== PROBLEM STATEMENT ==
Pull out every line in the records below that contains the string "green", treating uppercase and lowercase letters as different.

== INPUT FOR THIS TASK ==
------------------------------------------------------------------------
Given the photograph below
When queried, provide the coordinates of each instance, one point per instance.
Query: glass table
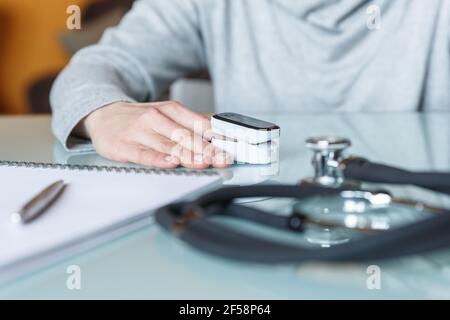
(149, 264)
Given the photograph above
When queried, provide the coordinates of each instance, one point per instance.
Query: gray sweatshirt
(265, 56)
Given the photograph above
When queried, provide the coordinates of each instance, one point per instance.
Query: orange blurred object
(29, 47)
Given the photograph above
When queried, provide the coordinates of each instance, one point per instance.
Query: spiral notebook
(97, 201)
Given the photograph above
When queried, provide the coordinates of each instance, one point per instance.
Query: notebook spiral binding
(72, 167)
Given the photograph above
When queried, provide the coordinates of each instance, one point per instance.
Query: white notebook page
(91, 201)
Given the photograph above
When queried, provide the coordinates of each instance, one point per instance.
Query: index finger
(196, 122)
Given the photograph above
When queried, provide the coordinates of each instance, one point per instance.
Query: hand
(162, 134)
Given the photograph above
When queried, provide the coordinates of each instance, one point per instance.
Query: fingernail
(198, 158)
(207, 160)
(172, 159)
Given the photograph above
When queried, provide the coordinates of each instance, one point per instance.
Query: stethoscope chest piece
(327, 160)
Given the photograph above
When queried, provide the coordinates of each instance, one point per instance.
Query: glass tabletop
(147, 263)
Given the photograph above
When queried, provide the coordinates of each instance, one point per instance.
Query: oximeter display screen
(245, 121)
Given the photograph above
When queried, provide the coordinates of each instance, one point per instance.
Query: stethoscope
(353, 229)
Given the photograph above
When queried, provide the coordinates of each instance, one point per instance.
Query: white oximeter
(249, 140)
(243, 128)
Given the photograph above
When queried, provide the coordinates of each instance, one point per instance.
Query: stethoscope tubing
(190, 222)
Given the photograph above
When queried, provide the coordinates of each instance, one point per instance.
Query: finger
(222, 160)
(145, 156)
(196, 122)
(177, 133)
(155, 141)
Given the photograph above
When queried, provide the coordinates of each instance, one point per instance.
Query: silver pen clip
(39, 204)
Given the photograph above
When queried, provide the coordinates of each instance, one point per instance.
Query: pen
(40, 203)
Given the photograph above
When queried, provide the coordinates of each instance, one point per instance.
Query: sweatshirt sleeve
(157, 42)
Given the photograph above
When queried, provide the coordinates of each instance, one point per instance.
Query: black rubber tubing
(364, 170)
(214, 238)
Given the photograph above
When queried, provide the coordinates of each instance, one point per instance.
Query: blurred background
(36, 44)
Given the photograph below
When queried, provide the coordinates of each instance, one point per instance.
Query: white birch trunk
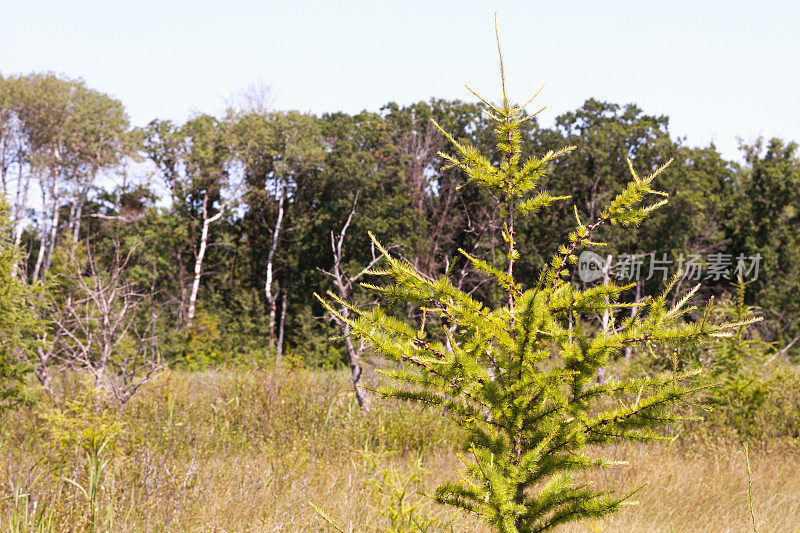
(198, 263)
(269, 292)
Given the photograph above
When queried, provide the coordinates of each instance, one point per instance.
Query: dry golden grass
(250, 450)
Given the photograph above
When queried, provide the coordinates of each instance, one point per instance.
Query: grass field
(251, 450)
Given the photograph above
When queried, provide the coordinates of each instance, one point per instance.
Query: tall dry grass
(250, 450)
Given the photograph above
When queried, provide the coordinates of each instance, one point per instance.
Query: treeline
(215, 253)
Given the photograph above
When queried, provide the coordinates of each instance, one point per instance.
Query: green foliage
(17, 322)
(520, 377)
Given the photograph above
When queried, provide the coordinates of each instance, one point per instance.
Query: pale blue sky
(719, 69)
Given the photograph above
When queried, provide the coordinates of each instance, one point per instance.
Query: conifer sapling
(518, 378)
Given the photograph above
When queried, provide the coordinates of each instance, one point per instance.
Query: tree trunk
(198, 263)
(20, 207)
(51, 245)
(279, 346)
(634, 310)
(43, 237)
(355, 362)
(601, 372)
(268, 289)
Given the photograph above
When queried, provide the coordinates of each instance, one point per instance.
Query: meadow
(250, 449)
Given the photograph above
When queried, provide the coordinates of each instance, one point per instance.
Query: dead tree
(92, 320)
(198, 263)
(344, 286)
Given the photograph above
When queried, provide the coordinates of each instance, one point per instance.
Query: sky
(721, 70)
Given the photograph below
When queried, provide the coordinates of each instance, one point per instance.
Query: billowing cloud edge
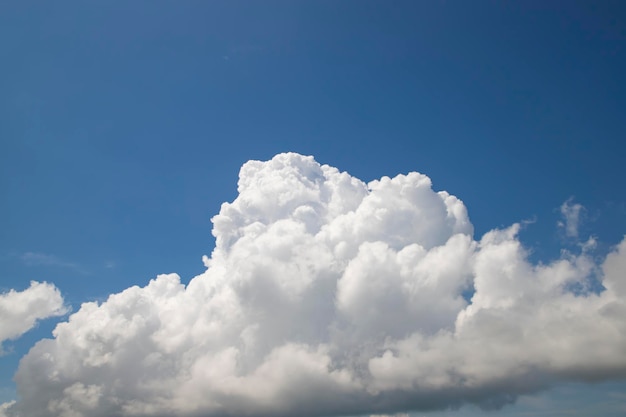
(21, 310)
(328, 296)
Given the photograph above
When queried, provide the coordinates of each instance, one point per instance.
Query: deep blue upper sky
(123, 124)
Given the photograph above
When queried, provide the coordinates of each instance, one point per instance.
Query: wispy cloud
(44, 259)
(572, 216)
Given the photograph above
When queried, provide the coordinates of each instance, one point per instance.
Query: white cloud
(20, 310)
(572, 214)
(328, 296)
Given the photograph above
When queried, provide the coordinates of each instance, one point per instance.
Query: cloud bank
(20, 310)
(327, 296)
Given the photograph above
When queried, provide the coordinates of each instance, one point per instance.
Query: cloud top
(328, 296)
(20, 310)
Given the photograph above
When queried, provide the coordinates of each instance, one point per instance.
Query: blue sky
(123, 126)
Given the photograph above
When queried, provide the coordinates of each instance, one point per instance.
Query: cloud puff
(20, 310)
(328, 296)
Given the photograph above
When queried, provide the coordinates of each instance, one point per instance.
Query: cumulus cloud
(328, 296)
(20, 310)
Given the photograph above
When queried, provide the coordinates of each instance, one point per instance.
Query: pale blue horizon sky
(123, 124)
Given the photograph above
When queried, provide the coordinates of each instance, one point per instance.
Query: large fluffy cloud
(20, 310)
(328, 296)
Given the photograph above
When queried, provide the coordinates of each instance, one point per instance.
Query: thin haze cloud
(572, 217)
(36, 259)
(328, 296)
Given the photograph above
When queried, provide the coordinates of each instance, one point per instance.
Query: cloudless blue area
(123, 124)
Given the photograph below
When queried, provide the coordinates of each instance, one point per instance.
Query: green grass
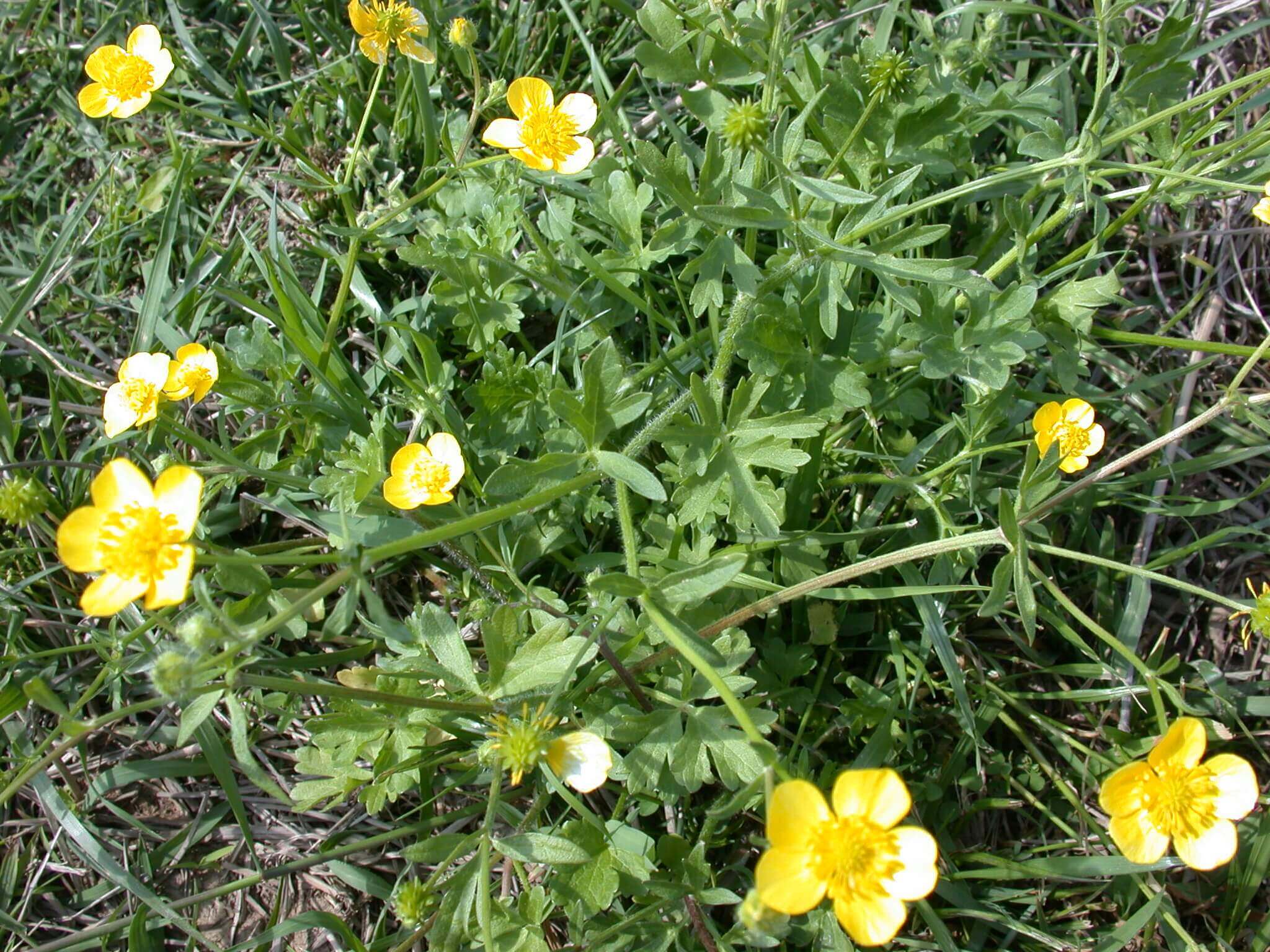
(751, 487)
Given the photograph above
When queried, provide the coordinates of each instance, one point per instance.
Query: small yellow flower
(135, 535)
(1072, 427)
(580, 759)
(1258, 616)
(463, 33)
(425, 475)
(135, 398)
(192, 374)
(544, 135)
(855, 855)
(126, 77)
(1171, 795)
(381, 23)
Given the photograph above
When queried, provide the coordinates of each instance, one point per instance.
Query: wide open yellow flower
(126, 77)
(135, 398)
(855, 855)
(1071, 426)
(425, 475)
(192, 374)
(582, 759)
(545, 135)
(381, 23)
(135, 535)
(1171, 795)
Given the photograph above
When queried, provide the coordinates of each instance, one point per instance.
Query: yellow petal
(1098, 437)
(407, 457)
(148, 368)
(95, 102)
(870, 920)
(76, 540)
(526, 94)
(178, 491)
(121, 484)
(401, 493)
(445, 450)
(918, 853)
(361, 18)
(1210, 850)
(533, 159)
(1181, 747)
(103, 61)
(374, 48)
(786, 881)
(580, 108)
(131, 107)
(797, 809)
(171, 588)
(1236, 785)
(1046, 418)
(117, 410)
(1122, 792)
(110, 594)
(579, 159)
(879, 796)
(1139, 838)
(1078, 413)
(582, 759)
(504, 134)
(415, 50)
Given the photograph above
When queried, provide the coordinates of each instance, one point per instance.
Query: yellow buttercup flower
(425, 475)
(123, 79)
(381, 23)
(1171, 795)
(855, 855)
(582, 759)
(1261, 209)
(1071, 426)
(545, 135)
(135, 535)
(1258, 616)
(192, 374)
(135, 398)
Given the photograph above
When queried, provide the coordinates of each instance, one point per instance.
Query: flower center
(393, 19)
(139, 542)
(133, 77)
(430, 477)
(854, 856)
(141, 394)
(1072, 441)
(549, 133)
(1180, 801)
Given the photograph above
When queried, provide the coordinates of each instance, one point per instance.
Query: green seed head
(745, 125)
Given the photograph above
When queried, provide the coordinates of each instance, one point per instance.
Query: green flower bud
(745, 125)
(22, 499)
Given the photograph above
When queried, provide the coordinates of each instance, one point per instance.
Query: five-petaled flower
(582, 759)
(123, 79)
(855, 853)
(1171, 795)
(192, 374)
(135, 535)
(425, 475)
(135, 398)
(1071, 426)
(381, 23)
(545, 135)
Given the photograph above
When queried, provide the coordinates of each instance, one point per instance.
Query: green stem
(306, 689)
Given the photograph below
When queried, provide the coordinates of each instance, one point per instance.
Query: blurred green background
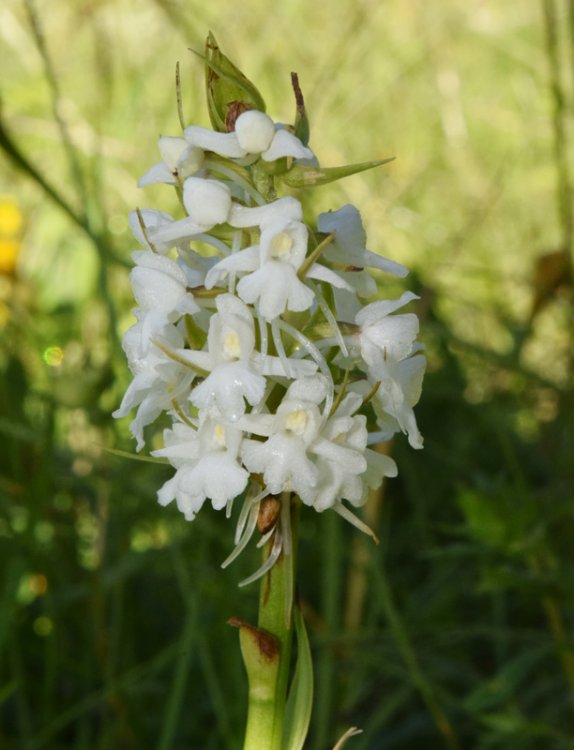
(456, 632)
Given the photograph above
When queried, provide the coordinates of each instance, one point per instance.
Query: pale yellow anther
(281, 246)
(231, 346)
(296, 421)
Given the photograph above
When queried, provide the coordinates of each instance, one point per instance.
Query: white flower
(271, 281)
(322, 463)
(348, 246)
(282, 458)
(399, 390)
(158, 381)
(207, 466)
(152, 220)
(160, 289)
(339, 454)
(179, 160)
(207, 202)
(236, 370)
(255, 133)
(383, 336)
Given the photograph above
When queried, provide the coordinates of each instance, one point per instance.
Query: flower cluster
(253, 333)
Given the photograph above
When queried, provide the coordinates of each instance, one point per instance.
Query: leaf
(300, 701)
(135, 456)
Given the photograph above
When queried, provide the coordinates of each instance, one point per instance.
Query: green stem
(267, 650)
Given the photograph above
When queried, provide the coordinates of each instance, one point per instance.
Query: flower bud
(207, 202)
(254, 131)
(229, 92)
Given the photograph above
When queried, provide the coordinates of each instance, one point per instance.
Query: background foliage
(457, 631)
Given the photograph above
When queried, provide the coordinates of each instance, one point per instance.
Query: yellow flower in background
(11, 226)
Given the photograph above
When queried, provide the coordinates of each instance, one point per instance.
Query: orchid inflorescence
(252, 331)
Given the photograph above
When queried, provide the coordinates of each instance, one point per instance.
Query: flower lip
(208, 202)
(254, 131)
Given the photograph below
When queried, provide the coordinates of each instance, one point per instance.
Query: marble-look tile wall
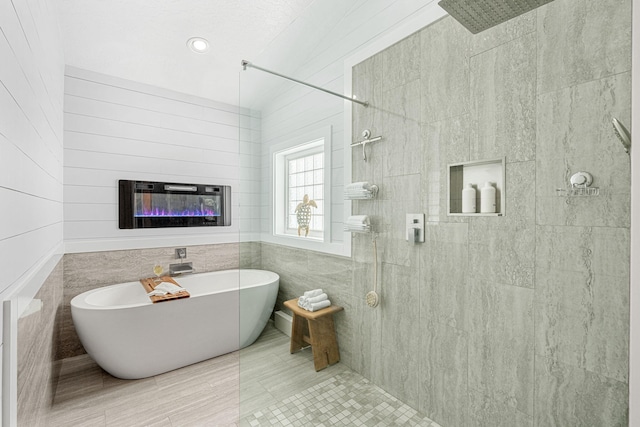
(91, 270)
(38, 332)
(521, 319)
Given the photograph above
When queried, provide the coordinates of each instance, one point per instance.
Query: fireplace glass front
(147, 204)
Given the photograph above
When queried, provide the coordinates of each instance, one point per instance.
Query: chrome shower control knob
(581, 179)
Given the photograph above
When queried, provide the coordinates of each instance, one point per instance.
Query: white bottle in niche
(488, 198)
(469, 199)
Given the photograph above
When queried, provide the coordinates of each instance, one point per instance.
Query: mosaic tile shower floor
(346, 399)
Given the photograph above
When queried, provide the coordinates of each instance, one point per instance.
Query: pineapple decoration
(303, 214)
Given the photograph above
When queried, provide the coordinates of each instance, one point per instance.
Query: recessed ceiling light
(198, 44)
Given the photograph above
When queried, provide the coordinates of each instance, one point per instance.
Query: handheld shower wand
(622, 133)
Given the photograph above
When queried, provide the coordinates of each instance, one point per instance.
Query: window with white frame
(301, 188)
(305, 187)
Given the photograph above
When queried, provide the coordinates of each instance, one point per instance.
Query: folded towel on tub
(319, 305)
(165, 288)
(319, 298)
(313, 293)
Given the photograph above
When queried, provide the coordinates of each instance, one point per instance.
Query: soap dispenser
(469, 199)
(488, 198)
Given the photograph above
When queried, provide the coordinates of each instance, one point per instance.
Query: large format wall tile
(503, 101)
(444, 273)
(582, 298)
(500, 328)
(38, 337)
(403, 151)
(486, 411)
(568, 396)
(401, 63)
(496, 294)
(582, 40)
(500, 34)
(444, 142)
(575, 124)
(500, 248)
(443, 373)
(445, 77)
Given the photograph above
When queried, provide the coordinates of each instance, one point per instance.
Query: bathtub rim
(80, 301)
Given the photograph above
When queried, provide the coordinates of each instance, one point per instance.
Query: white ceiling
(145, 40)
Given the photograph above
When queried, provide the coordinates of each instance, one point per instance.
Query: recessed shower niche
(476, 173)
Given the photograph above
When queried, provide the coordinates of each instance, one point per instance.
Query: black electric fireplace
(148, 204)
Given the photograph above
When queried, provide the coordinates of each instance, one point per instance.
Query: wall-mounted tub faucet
(181, 253)
(181, 268)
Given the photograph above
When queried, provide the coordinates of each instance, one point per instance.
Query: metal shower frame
(246, 64)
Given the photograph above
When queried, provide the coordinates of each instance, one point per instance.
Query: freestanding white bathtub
(130, 337)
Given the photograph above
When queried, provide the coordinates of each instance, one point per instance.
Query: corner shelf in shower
(475, 172)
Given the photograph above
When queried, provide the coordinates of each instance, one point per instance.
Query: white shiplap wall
(293, 109)
(31, 170)
(31, 184)
(118, 129)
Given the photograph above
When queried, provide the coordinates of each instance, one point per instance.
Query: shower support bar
(246, 64)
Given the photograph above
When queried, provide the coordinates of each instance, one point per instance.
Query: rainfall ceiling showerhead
(622, 133)
(478, 15)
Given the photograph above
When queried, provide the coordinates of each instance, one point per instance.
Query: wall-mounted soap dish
(357, 224)
(360, 190)
(579, 186)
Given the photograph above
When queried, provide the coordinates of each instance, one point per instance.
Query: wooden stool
(322, 336)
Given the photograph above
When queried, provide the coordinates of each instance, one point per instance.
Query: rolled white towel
(357, 186)
(165, 288)
(319, 305)
(313, 293)
(358, 219)
(319, 298)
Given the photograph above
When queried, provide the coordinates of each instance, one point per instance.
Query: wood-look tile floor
(259, 385)
(216, 392)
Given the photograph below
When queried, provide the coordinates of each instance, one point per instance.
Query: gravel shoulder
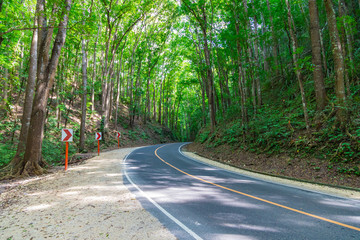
(89, 201)
(344, 193)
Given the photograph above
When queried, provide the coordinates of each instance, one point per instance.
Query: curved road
(197, 201)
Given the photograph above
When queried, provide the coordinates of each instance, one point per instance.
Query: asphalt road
(197, 201)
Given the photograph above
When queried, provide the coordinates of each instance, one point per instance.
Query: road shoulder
(343, 193)
(88, 201)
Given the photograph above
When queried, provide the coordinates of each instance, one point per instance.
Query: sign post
(119, 135)
(67, 136)
(98, 136)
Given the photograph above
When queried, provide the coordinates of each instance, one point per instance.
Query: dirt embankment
(313, 170)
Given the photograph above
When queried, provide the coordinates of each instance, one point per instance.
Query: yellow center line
(257, 198)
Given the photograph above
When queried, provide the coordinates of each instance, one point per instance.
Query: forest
(266, 76)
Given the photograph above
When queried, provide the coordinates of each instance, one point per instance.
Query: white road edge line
(175, 220)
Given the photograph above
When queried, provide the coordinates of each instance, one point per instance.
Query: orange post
(98, 147)
(66, 155)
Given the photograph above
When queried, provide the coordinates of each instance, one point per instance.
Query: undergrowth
(279, 128)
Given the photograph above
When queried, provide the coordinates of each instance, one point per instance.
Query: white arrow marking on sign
(98, 136)
(67, 135)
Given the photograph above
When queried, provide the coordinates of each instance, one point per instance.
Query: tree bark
(32, 157)
(274, 41)
(84, 96)
(29, 96)
(341, 112)
(320, 92)
(296, 65)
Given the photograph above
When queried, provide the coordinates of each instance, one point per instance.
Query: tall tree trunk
(29, 96)
(274, 41)
(32, 157)
(84, 96)
(94, 72)
(341, 111)
(320, 92)
(241, 80)
(296, 65)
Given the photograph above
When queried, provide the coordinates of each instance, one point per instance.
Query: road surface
(197, 201)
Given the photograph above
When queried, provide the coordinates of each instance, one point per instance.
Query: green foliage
(7, 151)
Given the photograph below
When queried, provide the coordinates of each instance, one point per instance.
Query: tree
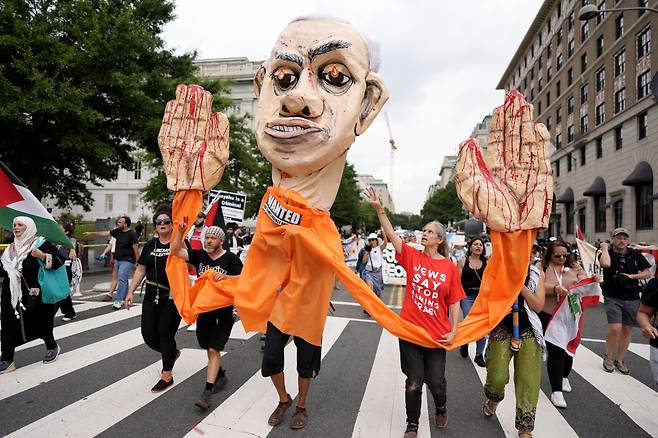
(443, 205)
(82, 83)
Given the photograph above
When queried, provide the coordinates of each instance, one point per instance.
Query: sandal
(489, 408)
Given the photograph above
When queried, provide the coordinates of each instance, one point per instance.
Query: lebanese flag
(214, 215)
(564, 329)
(17, 200)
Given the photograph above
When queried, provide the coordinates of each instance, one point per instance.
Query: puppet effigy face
(316, 94)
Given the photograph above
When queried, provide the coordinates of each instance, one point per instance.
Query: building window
(618, 213)
(583, 63)
(137, 169)
(583, 94)
(583, 124)
(132, 202)
(644, 207)
(599, 46)
(644, 43)
(569, 213)
(600, 80)
(620, 100)
(643, 82)
(582, 219)
(109, 203)
(584, 31)
(619, 137)
(620, 63)
(642, 122)
(599, 214)
(600, 113)
(619, 25)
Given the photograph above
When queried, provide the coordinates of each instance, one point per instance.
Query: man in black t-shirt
(125, 255)
(622, 268)
(212, 328)
(647, 319)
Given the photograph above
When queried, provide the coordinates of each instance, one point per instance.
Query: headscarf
(13, 257)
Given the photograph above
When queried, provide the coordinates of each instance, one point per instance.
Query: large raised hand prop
(193, 140)
(511, 188)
------------------------------------------------------------------------
== CORRECT RESPONSE ==
Query: green foliage
Query: green grass
Query: green seed head
Query: green flower bud
Query: green stem
Query: blurred green background
Query: green stem
Query: green foliage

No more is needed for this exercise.